Directives =
• a. Could you return the passage of the Risk Committee terms of reference between "Purpose and Authority" and "by the Firm.", inclusive, word for word?
• b. Can you take the Risk Committee terms of reference further, picking up right after the last line shown?

Terms of Reference of the Risk Committee (the “RC” or the “Committee”), a committee of the Supervisory Board (the “SB”) of PricewaterhouseCoopers LLP (the “Firm”)

These Terms of Reference should be read in conjunction with the Members’ Agreement. In the event of any inconsistency or contradiction, the Members’ Agreement shall prevail.

Purpose and Authority

  1. The RC has delegated authority from the SB. The primary purpose of the Committee is to review and challenge, on behalf of the SB, how the Firm manages risk within the context of the Firm’s strategy.
  2. The RC may investigate any activity (within these Terms of Reference and within its scope of responsibilities), to seek any information it requires and to ensure the attendance of management representatives at meetings as appropriate.
  3. The RC has the authority to obtain outside legal or independent professional advice. The advisers may attend meetings as necessary and the cost of the advisers shall be borne by the Firm.

Membership

  1. The membership of the RC is as follows:
    • Brendan O’Driscoll, Chair (Deals Partner and SB member)

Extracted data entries
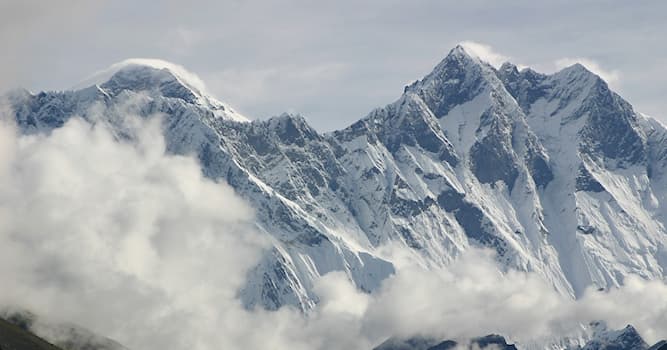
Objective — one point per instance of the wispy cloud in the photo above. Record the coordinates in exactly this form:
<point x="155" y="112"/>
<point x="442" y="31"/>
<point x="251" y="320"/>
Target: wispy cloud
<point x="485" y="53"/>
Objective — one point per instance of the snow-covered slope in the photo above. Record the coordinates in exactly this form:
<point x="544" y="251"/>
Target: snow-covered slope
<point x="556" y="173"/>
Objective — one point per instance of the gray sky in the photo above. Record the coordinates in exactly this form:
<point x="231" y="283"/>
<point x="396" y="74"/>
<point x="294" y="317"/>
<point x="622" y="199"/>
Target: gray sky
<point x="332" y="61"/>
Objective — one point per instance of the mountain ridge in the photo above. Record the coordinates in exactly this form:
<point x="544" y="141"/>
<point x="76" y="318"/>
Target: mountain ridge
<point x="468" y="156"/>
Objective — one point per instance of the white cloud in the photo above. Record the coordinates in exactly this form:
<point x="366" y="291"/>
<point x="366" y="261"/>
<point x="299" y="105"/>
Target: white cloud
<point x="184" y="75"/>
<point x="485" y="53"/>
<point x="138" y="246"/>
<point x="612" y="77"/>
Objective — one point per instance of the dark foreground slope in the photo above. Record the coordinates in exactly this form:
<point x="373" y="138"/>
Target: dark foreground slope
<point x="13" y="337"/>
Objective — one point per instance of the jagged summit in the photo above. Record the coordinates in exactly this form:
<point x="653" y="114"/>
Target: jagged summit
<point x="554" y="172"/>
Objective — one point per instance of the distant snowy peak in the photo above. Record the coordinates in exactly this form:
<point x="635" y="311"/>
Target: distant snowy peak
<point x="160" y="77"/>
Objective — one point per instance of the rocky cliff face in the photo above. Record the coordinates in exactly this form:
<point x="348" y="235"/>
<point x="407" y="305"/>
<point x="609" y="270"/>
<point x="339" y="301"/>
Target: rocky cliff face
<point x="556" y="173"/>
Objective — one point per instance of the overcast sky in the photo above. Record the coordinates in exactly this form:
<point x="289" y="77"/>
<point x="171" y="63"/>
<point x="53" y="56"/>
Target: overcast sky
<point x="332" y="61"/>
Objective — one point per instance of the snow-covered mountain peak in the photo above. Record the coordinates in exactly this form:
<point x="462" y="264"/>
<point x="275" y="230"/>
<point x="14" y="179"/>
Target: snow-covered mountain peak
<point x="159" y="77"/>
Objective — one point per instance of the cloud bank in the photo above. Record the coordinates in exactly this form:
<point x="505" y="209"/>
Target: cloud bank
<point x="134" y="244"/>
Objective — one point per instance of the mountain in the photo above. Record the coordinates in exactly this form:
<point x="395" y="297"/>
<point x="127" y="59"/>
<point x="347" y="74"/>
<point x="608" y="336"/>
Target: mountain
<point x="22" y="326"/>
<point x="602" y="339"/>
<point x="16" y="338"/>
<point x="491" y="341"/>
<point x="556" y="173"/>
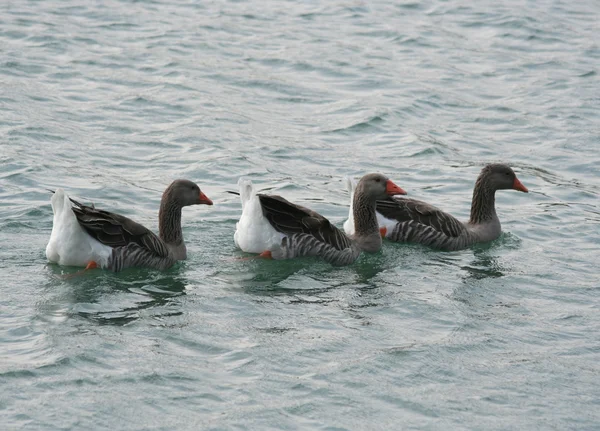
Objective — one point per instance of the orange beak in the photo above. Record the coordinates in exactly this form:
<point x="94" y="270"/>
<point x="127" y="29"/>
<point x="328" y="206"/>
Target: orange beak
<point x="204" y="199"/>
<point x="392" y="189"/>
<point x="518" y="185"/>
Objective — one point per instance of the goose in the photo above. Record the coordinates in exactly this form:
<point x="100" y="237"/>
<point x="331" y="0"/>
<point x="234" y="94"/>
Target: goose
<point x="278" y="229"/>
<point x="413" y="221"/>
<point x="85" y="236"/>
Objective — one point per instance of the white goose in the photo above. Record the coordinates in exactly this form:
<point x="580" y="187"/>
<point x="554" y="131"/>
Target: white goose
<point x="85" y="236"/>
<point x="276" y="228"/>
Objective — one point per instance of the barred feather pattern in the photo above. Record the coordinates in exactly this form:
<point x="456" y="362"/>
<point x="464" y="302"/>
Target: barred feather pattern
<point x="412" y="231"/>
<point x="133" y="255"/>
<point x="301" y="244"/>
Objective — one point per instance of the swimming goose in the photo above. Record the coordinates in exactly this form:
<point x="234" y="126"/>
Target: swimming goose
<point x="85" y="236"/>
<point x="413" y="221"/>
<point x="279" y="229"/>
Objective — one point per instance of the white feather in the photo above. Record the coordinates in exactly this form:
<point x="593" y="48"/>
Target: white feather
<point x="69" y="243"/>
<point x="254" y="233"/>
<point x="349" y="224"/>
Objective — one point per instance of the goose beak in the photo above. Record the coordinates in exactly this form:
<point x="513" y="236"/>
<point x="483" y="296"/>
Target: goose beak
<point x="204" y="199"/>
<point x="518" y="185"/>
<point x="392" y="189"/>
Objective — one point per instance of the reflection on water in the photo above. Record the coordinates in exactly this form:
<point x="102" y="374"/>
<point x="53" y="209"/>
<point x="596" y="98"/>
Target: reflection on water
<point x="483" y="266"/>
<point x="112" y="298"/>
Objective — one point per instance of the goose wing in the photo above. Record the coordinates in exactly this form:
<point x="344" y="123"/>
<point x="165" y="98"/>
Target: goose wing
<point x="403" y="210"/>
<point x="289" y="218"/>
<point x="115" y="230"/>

Task-by-task outputs =
• a.
Purpose and Authority

  1. The RC has delegated authority from the SB. The primary purpose of the Committee is to review and challenge, on behalf of the SB, how the Firm manages risk within the context of the Firm’s strategy.
  2. The RC may investigate any activity (within these Terms of Reference and within its scope of responsibilities), to seek any information it requires and to ensure the attendance of management representatives at meetings as appropriate.
  3. The RC has the authority to obtain outside legal or independent professional advice. The advisers may attend meetings as necessary and the cost of the advisers shall be borne by the Firm.

• b.
    • Robin McBurnie (Consulting Partner and SB member)
    • Andy Key (Consulting Partner and SB member)
    • Jo Leeson (Audit Partner and SB member)
    • Victoria Raffe (Independent Non Executive (the “INE”) and Public Interest Body (“PIB”) member).
  2. The members of the RC are nominated by the Chair of the SB for a term not exceeding two years. The Chair of the SB may nominate members of the RC to serve additional terms as RC members.
  3. The INE member shall be determined by the Chair of the PIB in collaboration with the Chair of the SB.
  4. Only members of the RC have the right to attend RC meetings. Other individuals may be invited to attend for part or all of any RC meeting, as and when appropriate. The Chief Risk Officer, the Firm’s Risk Leader, and the Head of Internal Audit will be expected to attend RC meetings, or in their absence their delegate, subject to agreement in advance of the meeting with the Chair.

Chair

  1. The Chair of the RC is nominated by the Chair of the SB for a term not exceeding two years, and approved by the SB. In the absence of the Chair at any RC meeting, the members present shall appoint an SB member in attendance as Chair of the meeting. The INE member of the Committee will not act as Chair of Committee meetings.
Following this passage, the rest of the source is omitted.